GIVEN TEXT =>
(begin)

Securities Law & Instruments

Headnote

National Policy 11-203 Process for Exemptive Relief Applications in Multiple Jurisdictions -- Approval of investment fund merger -- approval required because merger does not meet the criteria for pre-approved reorganizations and transfers -- a reasonable person may not consider the Funds to have substantially similar fundamental investment objectives -- merger will not be a "qualifying exchange" or a tax-deferred transaction under the Income Tax Act -- merger to otherwise comply with pre-approval criteria, including securityholder vote and IRC approval -- securityholders provided with timely and adequate disclosure regarding the merger -- National Instrument 81-102 Investment Funds.

Applicable Legislative Provisions

National Instrument 81-102 Investment Funds, ss. 5.5(1)(b), 5.6(1), and 19.1.

January 31, 2020

IN THE MATTER OF THE SECURITIES LEGISLATION OF ONTARIO (the Jurisdiction) AND IN THE MATTER OF THE PROCESS FOR EXEMPTIVE RELIEF APPLICATIONS IN MULTIPLE JURISDICTIONS AND IN THE MATTER OF HORIZONS ETFS MANAGEMENT (CANADA) INC. (the Filer) AND HORIZONS EMERGING MARIJUANA GROWERS INDEX ETF (the Terminating Fund)

DECISION

Background

The principal regulator in the Jurisdiction has received an application from the Filer on behalf of the Terminating Fund for a decision under the securities legislation of the Jurisdiction (the Legislation) approving the proposed merger (the Merger) of the Terminating Fund into Horizons US Marijuana Index ETF (the Continuing Fund and, together with the Terminating Fund, the Funds) pursuant to paragraph 5.5(1)(b) of National Instrument 81-102 Investment Funds (NI 81-102) (the Merger Approval).

Under the Process for Exemptive Relief Applications in Multiple Jurisdictions (for a passport application):

1. the Ontario Securities Commission is the principal regulator for this application; and

2. the Filer has provided notice that paragraph 4.7(1)(c) of Multilateral Instrument 11-102 Passport System (MI 11-102) is intended to be relied upon in all of the provinces and territories of Canada other than the Jurisdiction (together with the Jurisdiction, the Jurisdictions).

Interpretation

Terms defined in National Instrument 14-101 Definitions and MI 11-102 have the same meaning if used in this decision, unless otherwise defined.

Representations

This decision is based on the following facts represented by the Filer:

The Filer and the Funds

3. The Filer is registered as (a) an investment fund manager in Newfoundland and Labrador, Ontario and Québec, (b) a portfolio manager in Alberta, British Columbia, Ontario and Québec (c) a dealer in the category of exempt market dealer in Alberta, British Columbia, Manitoba, New Brunswick, Newfoundland and Labrador, Nova Scotia, Ontario, Prince Edward Island, Québec and Saskatchewan, (d) a commodity trading adviser in Ontario and (e) a commodity trading manager in Ontario.

(end)

Part of a data file
(begin)

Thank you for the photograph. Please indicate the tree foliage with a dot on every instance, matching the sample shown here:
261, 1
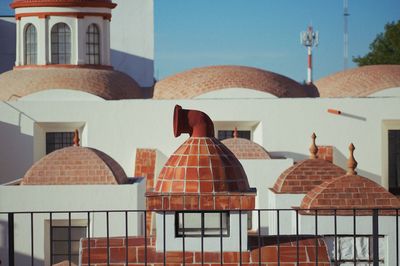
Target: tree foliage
385, 49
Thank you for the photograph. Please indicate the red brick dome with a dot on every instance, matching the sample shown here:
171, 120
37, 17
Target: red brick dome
246, 149
360, 81
75, 166
202, 173
195, 82
107, 84
305, 175
349, 191
62, 3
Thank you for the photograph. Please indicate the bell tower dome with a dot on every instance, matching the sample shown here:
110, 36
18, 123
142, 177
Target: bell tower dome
63, 33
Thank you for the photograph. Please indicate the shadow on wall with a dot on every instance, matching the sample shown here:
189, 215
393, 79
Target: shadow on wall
139, 68
16, 153
7, 43
20, 259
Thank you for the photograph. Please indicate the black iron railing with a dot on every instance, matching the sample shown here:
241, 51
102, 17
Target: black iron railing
293, 233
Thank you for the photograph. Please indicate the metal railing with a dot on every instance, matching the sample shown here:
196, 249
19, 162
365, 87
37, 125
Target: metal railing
282, 226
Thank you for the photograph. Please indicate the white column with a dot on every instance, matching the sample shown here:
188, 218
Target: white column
18, 44
105, 44
42, 32
80, 41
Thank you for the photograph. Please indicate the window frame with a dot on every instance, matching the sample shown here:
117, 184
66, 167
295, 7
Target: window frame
30, 44
93, 43
61, 31
202, 232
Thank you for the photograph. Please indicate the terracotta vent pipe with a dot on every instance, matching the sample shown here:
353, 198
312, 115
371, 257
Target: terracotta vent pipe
196, 123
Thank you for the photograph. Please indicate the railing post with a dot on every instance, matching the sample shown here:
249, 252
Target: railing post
11, 258
375, 237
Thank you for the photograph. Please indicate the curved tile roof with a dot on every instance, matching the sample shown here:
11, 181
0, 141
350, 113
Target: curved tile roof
75, 166
57, 3
349, 191
360, 81
107, 84
195, 82
245, 149
305, 175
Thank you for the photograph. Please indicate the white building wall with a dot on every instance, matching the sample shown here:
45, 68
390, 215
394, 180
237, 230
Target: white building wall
132, 39
119, 127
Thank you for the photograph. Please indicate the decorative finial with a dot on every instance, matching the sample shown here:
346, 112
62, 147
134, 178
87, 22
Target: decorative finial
351, 162
313, 148
235, 135
76, 138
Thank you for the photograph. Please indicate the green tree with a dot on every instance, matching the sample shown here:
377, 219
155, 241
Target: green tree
385, 49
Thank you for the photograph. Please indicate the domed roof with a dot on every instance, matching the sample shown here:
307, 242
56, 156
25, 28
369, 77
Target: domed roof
62, 3
245, 149
201, 166
360, 81
195, 82
75, 166
305, 175
107, 84
349, 191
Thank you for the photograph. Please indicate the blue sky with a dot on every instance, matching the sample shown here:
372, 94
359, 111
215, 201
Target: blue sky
262, 33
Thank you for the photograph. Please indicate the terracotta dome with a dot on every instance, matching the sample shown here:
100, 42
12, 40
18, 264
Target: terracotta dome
349, 191
202, 166
195, 82
107, 84
75, 166
245, 149
360, 82
62, 3
305, 175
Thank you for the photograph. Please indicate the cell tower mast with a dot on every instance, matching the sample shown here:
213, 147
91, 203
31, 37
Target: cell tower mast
346, 34
309, 39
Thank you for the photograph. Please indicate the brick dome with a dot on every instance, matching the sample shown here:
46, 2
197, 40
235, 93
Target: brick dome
305, 175
107, 84
195, 82
62, 3
349, 191
202, 173
360, 81
246, 149
75, 166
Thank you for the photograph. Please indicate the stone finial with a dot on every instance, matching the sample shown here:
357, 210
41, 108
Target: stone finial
313, 148
76, 138
235, 134
351, 162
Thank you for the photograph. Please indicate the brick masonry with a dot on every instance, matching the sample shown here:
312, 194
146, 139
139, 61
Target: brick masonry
349, 191
305, 175
246, 149
107, 84
197, 81
75, 166
360, 81
267, 253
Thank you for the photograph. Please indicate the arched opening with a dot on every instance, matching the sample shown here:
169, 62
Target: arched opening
93, 44
30, 43
61, 44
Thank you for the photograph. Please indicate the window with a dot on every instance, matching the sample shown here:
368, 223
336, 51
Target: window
201, 223
93, 44
58, 140
226, 134
61, 44
394, 161
345, 253
30, 45
65, 239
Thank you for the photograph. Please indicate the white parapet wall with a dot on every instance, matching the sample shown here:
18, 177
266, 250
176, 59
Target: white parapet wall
85, 202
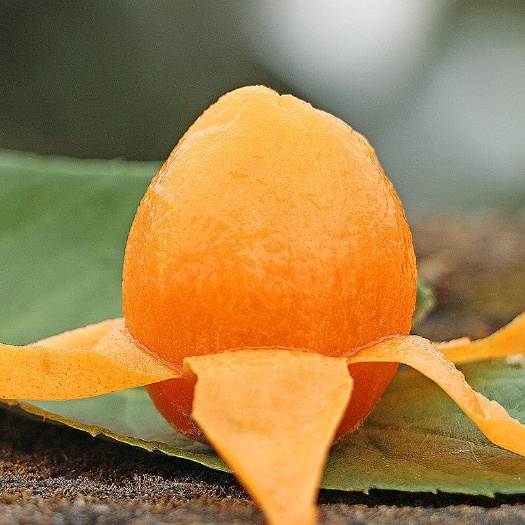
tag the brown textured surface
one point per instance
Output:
(57, 476)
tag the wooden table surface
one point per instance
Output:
(55, 475)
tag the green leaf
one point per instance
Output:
(63, 227)
(416, 439)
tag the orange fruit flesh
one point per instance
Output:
(271, 224)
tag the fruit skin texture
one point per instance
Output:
(271, 224)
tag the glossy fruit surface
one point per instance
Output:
(271, 224)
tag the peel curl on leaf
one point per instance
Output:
(507, 341)
(490, 417)
(85, 362)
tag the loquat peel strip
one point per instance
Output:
(86, 362)
(490, 417)
(504, 342)
(272, 414)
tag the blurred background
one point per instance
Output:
(437, 86)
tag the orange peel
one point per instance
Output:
(271, 413)
(274, 426)
(489, 416)
(85, 362)
(504, 342)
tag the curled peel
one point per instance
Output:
(507, 341)
(490, 417)
(272, 415)
(86, 362)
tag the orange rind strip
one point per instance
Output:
(272, 415)
(86, 362)
(424, 356)
(506, 341)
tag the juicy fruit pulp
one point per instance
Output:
(271, 224)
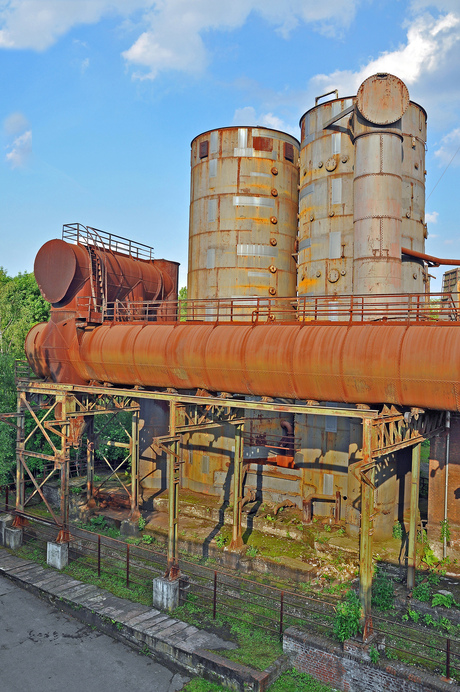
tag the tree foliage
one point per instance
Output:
(21, 306)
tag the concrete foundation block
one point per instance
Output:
(57, 555)
(13, 538)
(5, 521)
(165, 593)
(129, 528)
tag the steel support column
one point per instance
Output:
(135, 467)
(237, 540)
(63, 461)
(20, 446)
(414, 495)
(89, 459)
(173, 499)
(367, 529)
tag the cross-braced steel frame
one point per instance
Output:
(75, 407)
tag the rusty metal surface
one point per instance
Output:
(325, 261)
(65, 272)
(382, 99)
(433, 261)
(61, 269)
(326, 247)
(243, 213)
(341, 308)
(377, 213)
(407, 364)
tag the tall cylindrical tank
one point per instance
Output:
(377, 185)
(243, 213)
(325, 261)
(326, 206)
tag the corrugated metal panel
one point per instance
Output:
(307, 191)
(214, 142)
(212, 210)
(253, 202)
(257, 250)
(336, 142)
(328, 484)
(330, 423)
(304, 244)
(335, 245)
(336, 190)
(211, 258)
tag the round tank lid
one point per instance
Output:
(54, 269)
(382, 99)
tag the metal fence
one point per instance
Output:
(222, 595)
(303, 309)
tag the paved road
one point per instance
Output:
(43, 650)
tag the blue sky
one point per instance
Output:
(101, 98)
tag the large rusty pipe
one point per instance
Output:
(435, 261)
(62, 270)
(402, 364)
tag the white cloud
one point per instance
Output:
(448, 151)
(173, 31)
(15, 123)
(248, 116)
(429, 43)
(431, 217)
(20, 150)
(174, 37)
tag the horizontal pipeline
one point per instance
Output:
(370, 363)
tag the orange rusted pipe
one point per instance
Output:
(63, 271)
(405, 364)
(436, 261)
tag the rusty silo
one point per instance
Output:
(358, 207)
(243, 213)
(326, 201)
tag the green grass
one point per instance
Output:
(85, 569)
(294, 681)
(256, 648)
(291, 681)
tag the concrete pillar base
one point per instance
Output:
(57, 555)
(5, 521)
(165, 593)
(13, 538)
(129, 528)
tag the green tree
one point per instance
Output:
(21, 306)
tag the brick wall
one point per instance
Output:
(349, 668)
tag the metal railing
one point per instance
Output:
(87, 235)
(304, 309)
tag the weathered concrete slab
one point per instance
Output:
(148, 615)
(170, 640)
(174, 629)
(57, 554)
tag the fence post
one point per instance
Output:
(281, 614)
(448, 659)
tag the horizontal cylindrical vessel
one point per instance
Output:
(409, 365)
(243, 213)
(63, 270)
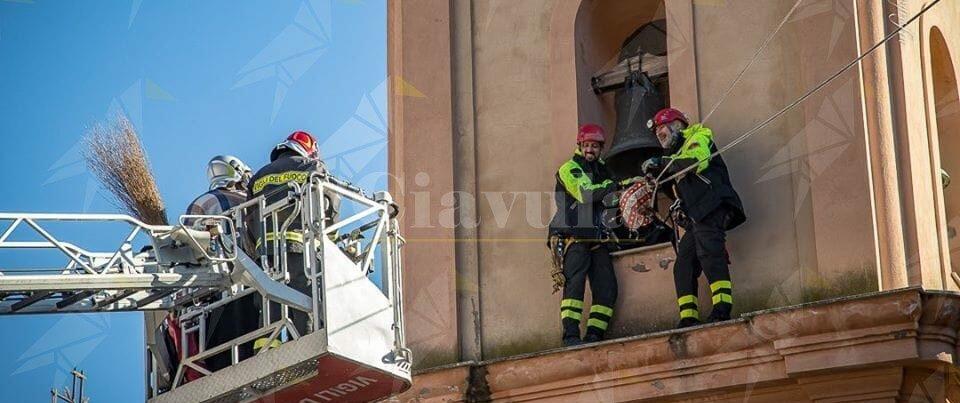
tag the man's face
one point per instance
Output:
(590, 150)
(665, 133)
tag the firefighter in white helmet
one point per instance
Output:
(228, 177)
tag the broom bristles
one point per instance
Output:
(114, 154)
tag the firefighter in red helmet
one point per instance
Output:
(293, 160)
(706, 207)
(576, 234)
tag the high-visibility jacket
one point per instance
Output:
(581, 186)
(706, 187)
(288, 167)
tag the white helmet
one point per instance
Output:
(227, 170)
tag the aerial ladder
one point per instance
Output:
(354, 348)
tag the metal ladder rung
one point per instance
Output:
(115, 298)
(73, 299)
(32, 299)
(191, 297)
(158, 294)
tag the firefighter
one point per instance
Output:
(228, 177)
(293, 160)
(706, 208)
(582, 183)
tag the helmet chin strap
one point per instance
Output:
(673, 141)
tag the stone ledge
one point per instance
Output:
(787, 348)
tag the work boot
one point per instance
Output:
(592, 338)
(570, 341)
(688, 322)
(720, 313)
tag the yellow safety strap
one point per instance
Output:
(571, 303)
(689, 313)
(687, 299)
(597, 323)
(716, 285)
(722, 298)
(570, 314)
(602, 310)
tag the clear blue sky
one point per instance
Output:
(197, 78)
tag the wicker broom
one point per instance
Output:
(114, 153)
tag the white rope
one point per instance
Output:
(755, 57)
(809, 93)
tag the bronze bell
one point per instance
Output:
(633, 142)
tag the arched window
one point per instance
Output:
(946, 105)
(621, 57)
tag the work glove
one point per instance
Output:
(652, 166)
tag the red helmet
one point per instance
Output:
(667, 115)
(299, 142)
(590, 132)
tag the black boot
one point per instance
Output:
(591, 337)
(720, 313)
(570, 341)
(688, 322)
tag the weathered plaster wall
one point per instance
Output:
(421, 162)
(805, 179)
(932, 256)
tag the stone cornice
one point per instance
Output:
(767, 348)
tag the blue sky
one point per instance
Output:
(197, 78)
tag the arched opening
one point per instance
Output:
(946, 101)
(621, 49)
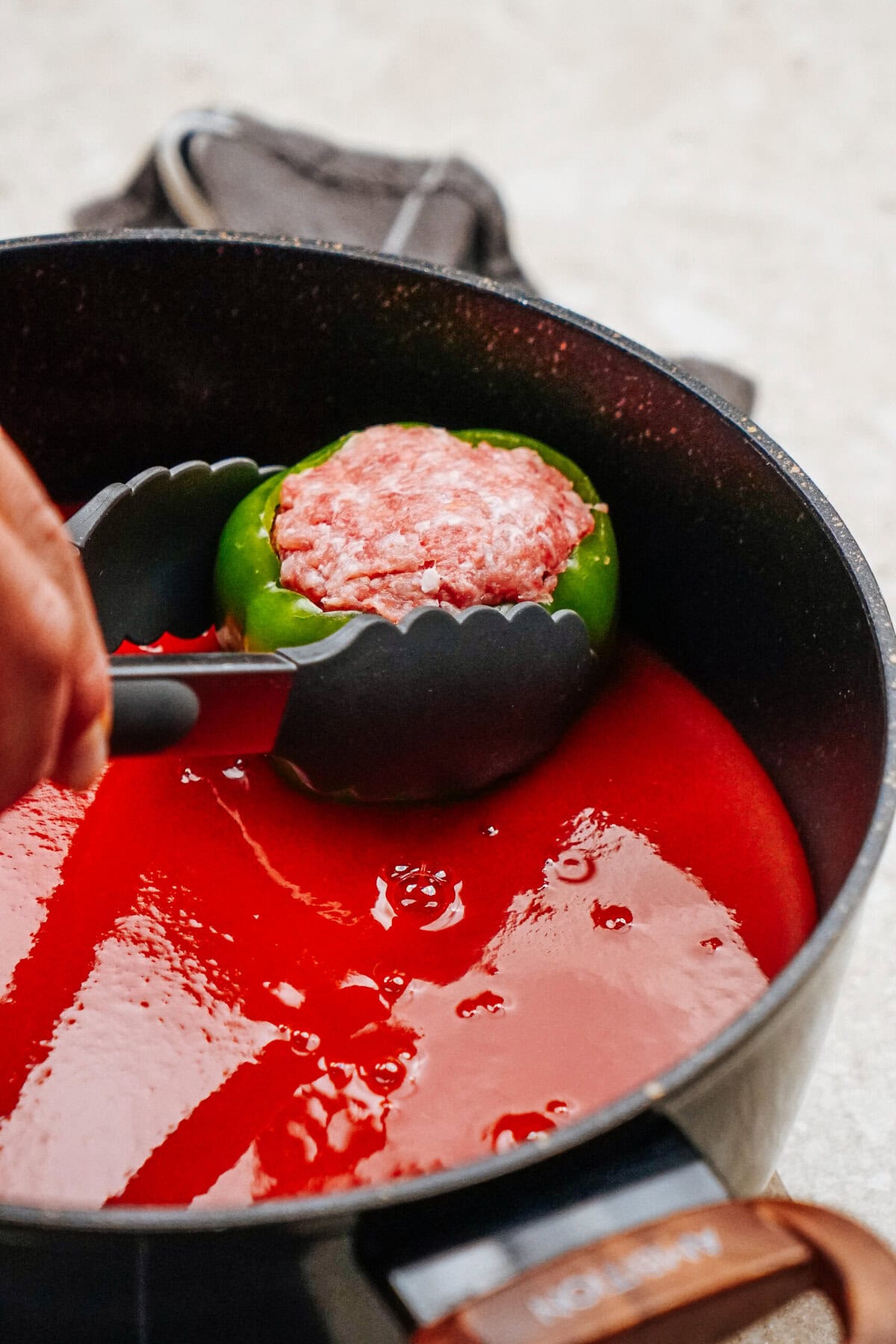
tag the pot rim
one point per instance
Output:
(311, 1213)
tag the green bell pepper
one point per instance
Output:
(253, 612)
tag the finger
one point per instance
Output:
(34, 659)
(28, 511)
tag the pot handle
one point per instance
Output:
(695, 1276)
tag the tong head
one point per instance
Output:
(441, 705)
(148, 546)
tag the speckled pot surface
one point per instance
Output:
(122, 352)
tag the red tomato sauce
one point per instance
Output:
(215, 989)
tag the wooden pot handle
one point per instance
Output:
(694, 1277)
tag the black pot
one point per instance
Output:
(122, 352)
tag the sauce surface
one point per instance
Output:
(215, 989)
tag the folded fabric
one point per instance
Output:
(220, 169)
(223, 169)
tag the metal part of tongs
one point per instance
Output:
(438, 706)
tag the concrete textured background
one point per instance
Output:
(707, 178)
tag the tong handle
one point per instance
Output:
(151, 715)
(210, 703)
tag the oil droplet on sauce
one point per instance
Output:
(610, 917)
(487, 1001)
(222, 991)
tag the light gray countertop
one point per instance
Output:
(712, 179)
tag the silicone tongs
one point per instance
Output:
(437, 706)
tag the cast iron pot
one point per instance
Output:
(124, 352)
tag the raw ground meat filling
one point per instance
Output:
(403, 517)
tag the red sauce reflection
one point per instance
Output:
(220, 991)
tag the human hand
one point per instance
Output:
(54, 679)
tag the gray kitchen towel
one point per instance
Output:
(225, 169)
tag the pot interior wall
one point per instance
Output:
(122, 354)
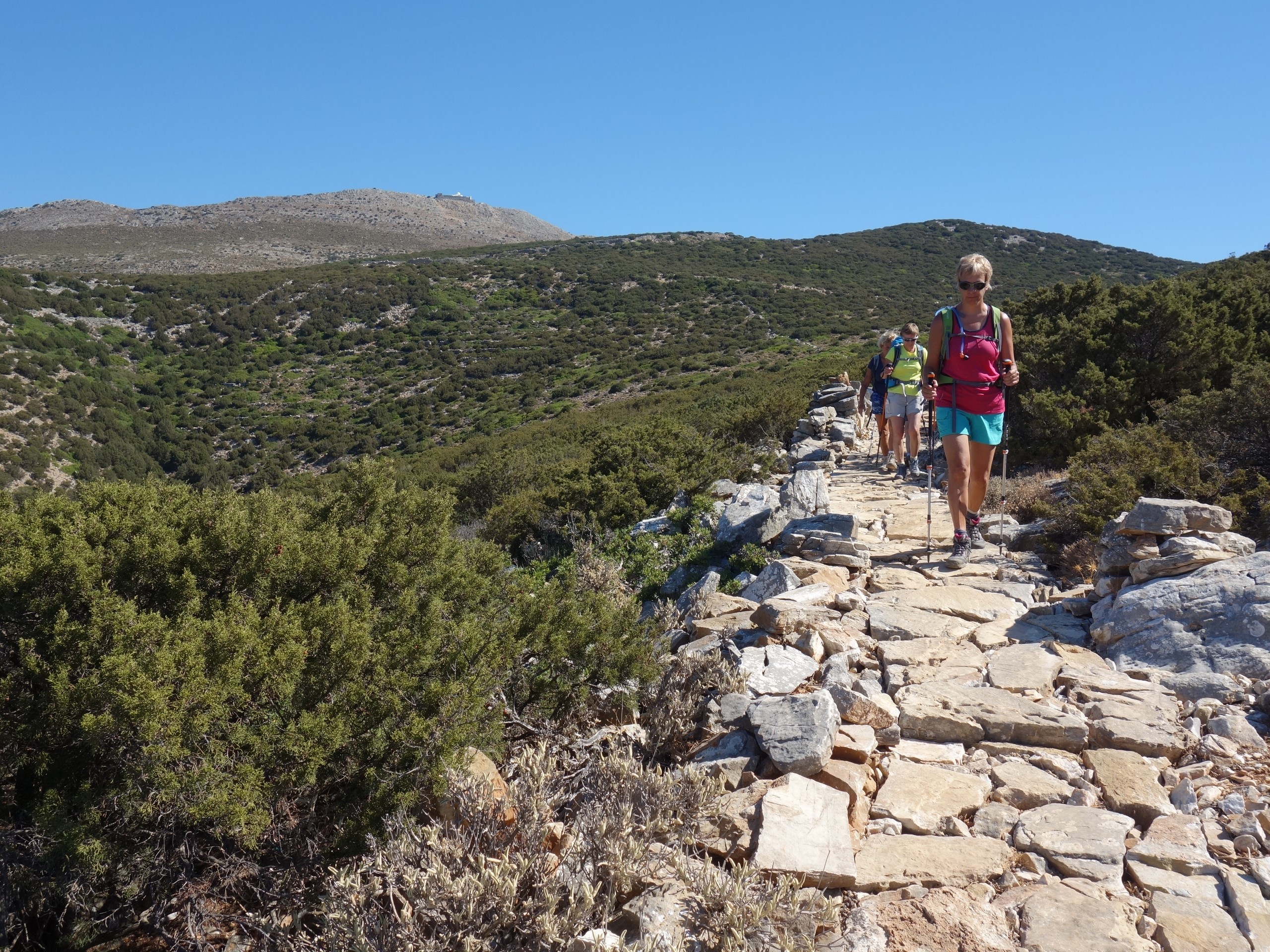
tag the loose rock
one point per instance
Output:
(920, 796)
(889, 862)
(803, 833)
(1079, 841)
(797, 731)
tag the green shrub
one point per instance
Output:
(186, 672)
(1117, 468)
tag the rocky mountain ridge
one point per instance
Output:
(953, 760)
(254, 233)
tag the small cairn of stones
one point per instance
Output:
(828, 431)
(1162, 537)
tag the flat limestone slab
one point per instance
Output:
(806, 832)
(924, 752)
(920, 795)
(1078, 841)
(945, 713)
(888, 579)
(1156, 880)
(1060, 919)
(1026, 787)
(775, 669)
(1130, 785)
(1021, 668)
(931, 652)
(1178, 843)
(890, 620)
(958, 601)
(1194, 926)
(889, 862)
(1250, 909)
(908, 522)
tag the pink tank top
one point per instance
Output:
(973, 358)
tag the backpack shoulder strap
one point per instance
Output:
(948, 316)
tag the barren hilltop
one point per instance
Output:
(251, 234)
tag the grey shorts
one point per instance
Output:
(901, 405)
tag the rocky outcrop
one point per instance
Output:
(1044, 770)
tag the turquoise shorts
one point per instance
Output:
(981, 428)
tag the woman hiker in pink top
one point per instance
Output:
(972, 356)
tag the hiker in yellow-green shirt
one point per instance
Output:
(905, 402)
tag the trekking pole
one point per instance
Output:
(1005, 457)
(930, 469)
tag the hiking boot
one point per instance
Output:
(960, 554)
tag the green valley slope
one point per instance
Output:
(247, 377)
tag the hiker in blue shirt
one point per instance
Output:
(874, 386)
(905, 403)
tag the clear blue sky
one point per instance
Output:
(1143, 125)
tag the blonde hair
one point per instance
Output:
(976, 264)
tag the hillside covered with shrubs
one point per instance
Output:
(246, 379)
(221, 679)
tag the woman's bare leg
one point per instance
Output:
(883, 436)
(896, 437)
(956, 451)
(915, 441)
(981, 470)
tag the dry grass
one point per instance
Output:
(672, 706)
(1028, 497)
(587, 838)
(1079, 560)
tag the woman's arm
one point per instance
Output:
(1008, 351)
(934, 356)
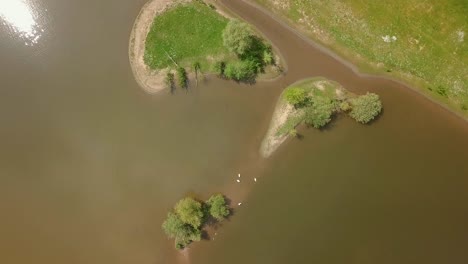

(end)

WRITTEN TASK => Put this sentence from the fund merger decision into Spanish: "Terms defined in National Instrument 14-101 Definitions and MI 11-102 have the same meaning if used in this decision, unless otherwise defined." The items aren't needed for any of this.

RESULT FOR THIS EXERCISE => Los términos definidos en el National Instrument 14-101 Definitions y en el MI 11-102 tienen el mismo significado cuando se utilizan en esta decisión, salvo que se definan de otro modo.